■ Work required: Below are records to repeat exactly. Omit the pictures from the copy.
━━━━━ Material to process
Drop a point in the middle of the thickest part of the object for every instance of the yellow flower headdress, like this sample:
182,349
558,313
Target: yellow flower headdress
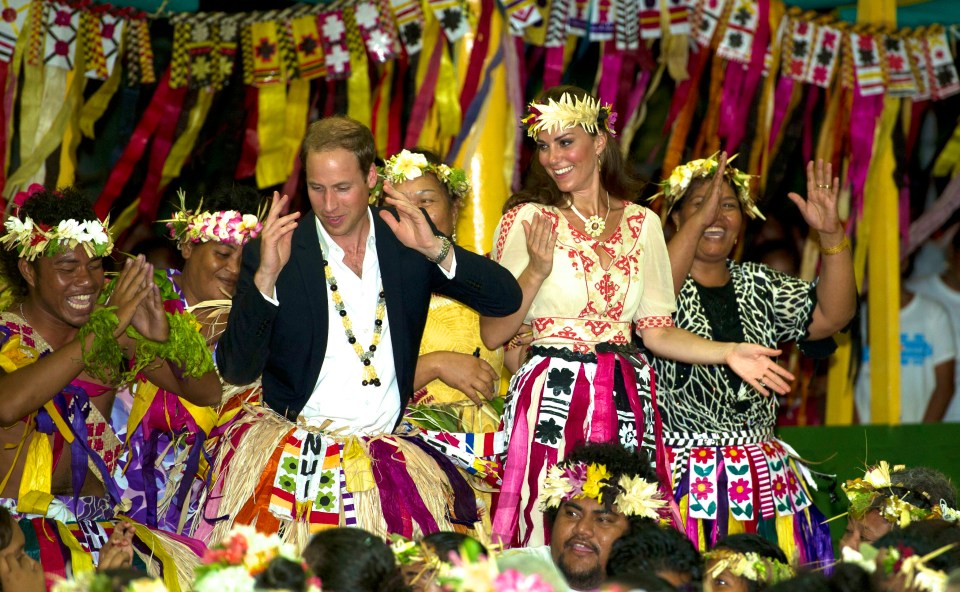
634,496
679,181
876,490
750,566
406,165
558,115
227,226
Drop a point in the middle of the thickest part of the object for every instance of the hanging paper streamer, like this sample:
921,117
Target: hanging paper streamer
602,20
310,52
409,24
797,60
943,73
709,13
13,16
824,57
336,54
916,48
650,19
61,41
521,13
377,38
867,66
627,26
679,17
579,18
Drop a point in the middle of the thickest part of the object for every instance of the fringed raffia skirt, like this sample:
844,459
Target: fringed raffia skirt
558,400
296,479
67,541
746,482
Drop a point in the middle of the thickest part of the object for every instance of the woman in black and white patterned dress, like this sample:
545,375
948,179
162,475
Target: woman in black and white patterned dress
728,472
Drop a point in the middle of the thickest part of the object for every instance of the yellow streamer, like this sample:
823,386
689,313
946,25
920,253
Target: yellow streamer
188,139
96,106
298,106
270,131
356,467
80,560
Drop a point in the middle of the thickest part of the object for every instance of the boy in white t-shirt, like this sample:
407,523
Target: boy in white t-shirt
945,289
927,354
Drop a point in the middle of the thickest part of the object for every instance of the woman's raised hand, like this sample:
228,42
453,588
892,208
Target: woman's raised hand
753,364
541,241
819,210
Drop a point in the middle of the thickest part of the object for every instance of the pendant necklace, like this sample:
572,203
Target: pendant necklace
594,225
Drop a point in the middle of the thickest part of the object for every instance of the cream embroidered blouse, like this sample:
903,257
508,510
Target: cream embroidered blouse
580,303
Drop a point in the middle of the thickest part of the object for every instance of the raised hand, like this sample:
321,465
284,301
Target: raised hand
709,208
541,241
819,210
471,375
411,225
22,573
753,364
150,319
132,286
275,243
118,550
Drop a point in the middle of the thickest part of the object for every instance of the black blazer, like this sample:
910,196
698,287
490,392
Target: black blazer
286,344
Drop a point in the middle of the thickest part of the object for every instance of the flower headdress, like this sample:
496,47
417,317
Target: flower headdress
92,581
234,564
679,181
750,566
876,490
226,226
406,165
559,115
633,496
32,239
901,560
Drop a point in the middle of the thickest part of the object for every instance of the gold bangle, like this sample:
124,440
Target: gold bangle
838,248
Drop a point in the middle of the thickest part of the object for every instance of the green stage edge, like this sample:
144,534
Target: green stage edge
845,451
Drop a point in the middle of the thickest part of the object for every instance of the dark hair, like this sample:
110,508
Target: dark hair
7,524
618,461
654,549
282,574
444,543
121,577
615,176
921,486
48,207
849,577
926,536
807,581
353,560
332,133
751,543
234,196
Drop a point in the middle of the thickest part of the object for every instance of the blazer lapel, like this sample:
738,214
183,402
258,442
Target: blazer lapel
308,257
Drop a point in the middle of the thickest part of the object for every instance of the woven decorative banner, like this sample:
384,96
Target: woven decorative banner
63,25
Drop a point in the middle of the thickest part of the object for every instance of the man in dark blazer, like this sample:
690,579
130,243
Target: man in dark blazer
306,285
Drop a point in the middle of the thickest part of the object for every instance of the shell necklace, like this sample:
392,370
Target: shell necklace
594,225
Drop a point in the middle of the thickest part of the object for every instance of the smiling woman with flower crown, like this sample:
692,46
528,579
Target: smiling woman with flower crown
593,268
728,471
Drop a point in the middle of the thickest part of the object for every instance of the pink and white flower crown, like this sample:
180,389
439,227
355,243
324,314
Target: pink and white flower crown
225,226
32,239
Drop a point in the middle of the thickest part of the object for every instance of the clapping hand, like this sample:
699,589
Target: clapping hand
753,364
275,243
819,210
541,241
410,225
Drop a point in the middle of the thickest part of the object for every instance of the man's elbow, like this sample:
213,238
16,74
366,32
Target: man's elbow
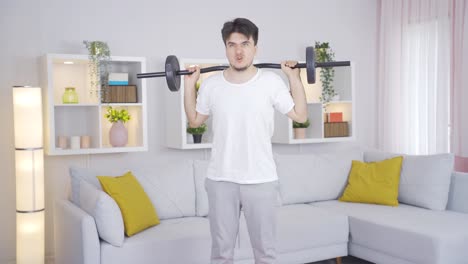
301,118
194,123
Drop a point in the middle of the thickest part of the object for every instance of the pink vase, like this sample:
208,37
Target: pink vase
118,135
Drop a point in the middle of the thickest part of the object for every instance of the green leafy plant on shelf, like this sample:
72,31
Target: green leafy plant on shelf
99,58
324,53
115,115
197,130
306,124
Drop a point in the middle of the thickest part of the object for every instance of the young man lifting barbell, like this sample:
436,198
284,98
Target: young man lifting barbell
242,173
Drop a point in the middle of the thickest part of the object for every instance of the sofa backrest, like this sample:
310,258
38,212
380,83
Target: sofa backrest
306,178
424,180
458,195
169,184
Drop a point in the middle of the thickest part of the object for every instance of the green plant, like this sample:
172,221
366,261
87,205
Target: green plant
━━━━━━━━━━
■ Written solution:
Drop a point in the middle of the thickest part of the object for every instance of the yellow flower headdress, like this sample:
182,349
558,313
Target: yellow flower headdress
634,496
679,181
876,490
750,566
406,165
558,115
227,226
Drop a point in the middle of the thickest part of the object for every instance of the hanging paper streamer, like this sample:
921,117
Target: hanging paper streamer
602,20
310,52
409,24
797,60
943,73
709,13
13,16
824,57
336,54
916,48
650,19
61,41
521,13
377,38
867,66
627,26
679,17
579,18
Drop a point in the middle of the thickest part of the object for every instance of the fringed raffia skirt, like this sample:
844,459
Target: fringed raffia skirt
558,400
296,479
67,541
746,482
Drop a point in the middle of the thickest part of the object for every instance of the woman in black and white patterned dress, like this sample:
545,375
948,179
162,475
Target: woman in black and white patterned dress
728,472
Drop a point in the middle of the thickest part of the object for every instance of the yellow streamer, like this sample:
823,386
689,313
946,25
920,253
Target: yellow streamer
188,139
96,106
298,106
270,131
356,467
80,560
Drop a point in the middle of the thickest part of the object for every instance of the boy in white t-shirt, like this sample:
407,523
Target: boy in white t-shirt
945,289
927,354
Drop a point in the middle of the thickest part of the object for every instance of the woman's raised hand, like this sample:
228,42
453,588
892,208
Target: woman's raised hand
753,364
541,241
819,210
Drop a point in the middle of the thickest part of the object for every instance of the pendant necklace, like this sample:
572,203
Target: pendant necklace
594,225
Drop a point in the middle of the thickest part of the object for every instance of the cream embroidered blouse, like this sample:
903,257
508,510
Target: cream embroidered blouse
580,303
Drop a point in the middle of the thickest part of the object for every instance of the raised hand, like this sample:
321,465
284,301
Target: raised hand
709,208
541,241
819,210
471,375
411,225
22,573
753,364
150,319
132,286
275,243
118,550
Drop a point in the middle of the thickest part of the object for every instance of the black blazer, like this sample:
910,196
698,287
490,392
Target: black blazer
286,344
Drop a point in the middle of the thickest part of the object for every instance of the flower headdress, like this sample:
496,47
417,317
Target: flower headdress
92,581
234,564
679,181
750,566
876,490
226,226
406,165
559,115
633,496
32,239
901,560
Drop a point in the middle of the thickest part of the object for every instance of the gold bangle, like this sample:
124,440
Target: gold bangle
838,248
Drop a point in the middle of the thickest part of the object for every instance of the green stage edge, like this sample:
144,534
Target: green stage edge
845,451
Drop a point in the middle of the thickest part of the object for every instance of the dark hair, like this sample:
110,508
Target: dark hair
7,524
618,461
654,549
282,574
444,543
121,577
615,176
921,486
48,207
849,577
926,536
807,581
353,560
332,133
751,543
234,196
Drop a point in the middle of the thickest part of the object for every instance of the blazer lapel, like this sample:
738,214
183,402
258,442
Target: blazer lapel
308,257
Drop a point in the middle of the thickest part of the object for every instance of the woven decorative banner, like this sample:
384,96
Target: woven decorative banner
63,25
Drop a point in the middle of the thickest part of the object for every instance of the man in dark blazer, like this sample:
690,579
130,243
Target: man in dark blazer
306,285
Drop a point in the middle of the thickest part of the object for every instance of the shell necklace, like this sample:
392,370
Target: shell necklace
594,225
Drop a point in the middle of the thickest part of the object for every instance of the smiling woman with flower crown, like this sample:
692,46
528,579
Target: smiling woman with flower crown
593,268
728,471
Drop a point in the middle of the thickest part of the object for every instance of the pink and white flower crown, like this sample:
180,389
439,227
355,243
324,314
Target: pink and white flower crown
225,226
32,239
Drop a point in the middle of the thickest part of the object for every instance of the clapping hand, like this sample:
699,589
Target: clapping hand
753,364
275,243
819,210
541,241
410,225
Drop a point in the middle of the thickest part of the object for every instance of the man's elbow, like this sample:
213,238
16,74
366,32
Target: man's elbow
301,118
194,123
Drop a point in the middle of the thickest part of the object for every instance of the pink vase, like this sample:
208,37
Target: pink vase
118,135
Drop a point in the middle of the thickest part of the object for every instance of the green leafy plant on shelf, like this sample:
72,31
Target: green leafy plant on shelf
99,58
324,53
115,115
197,130
306,124
Drop a point in the middle of the thickest part of the object for every instance of the young man lifting barbell, like this sample:
436,198
284,98
Target: young man lifting barbell
242,173
Drop a point in the middle of the thickest part of the object for every instance of the sofa backrest, like this sample:
310,258
38,212
380,83
Target: sofa backrest
306,178
424,180
458,195
169,184
Drop a point in the middle of the thickest part of the object for every instance of the green plant, like this sample:
172,221
366,261
87,205
Target: green plant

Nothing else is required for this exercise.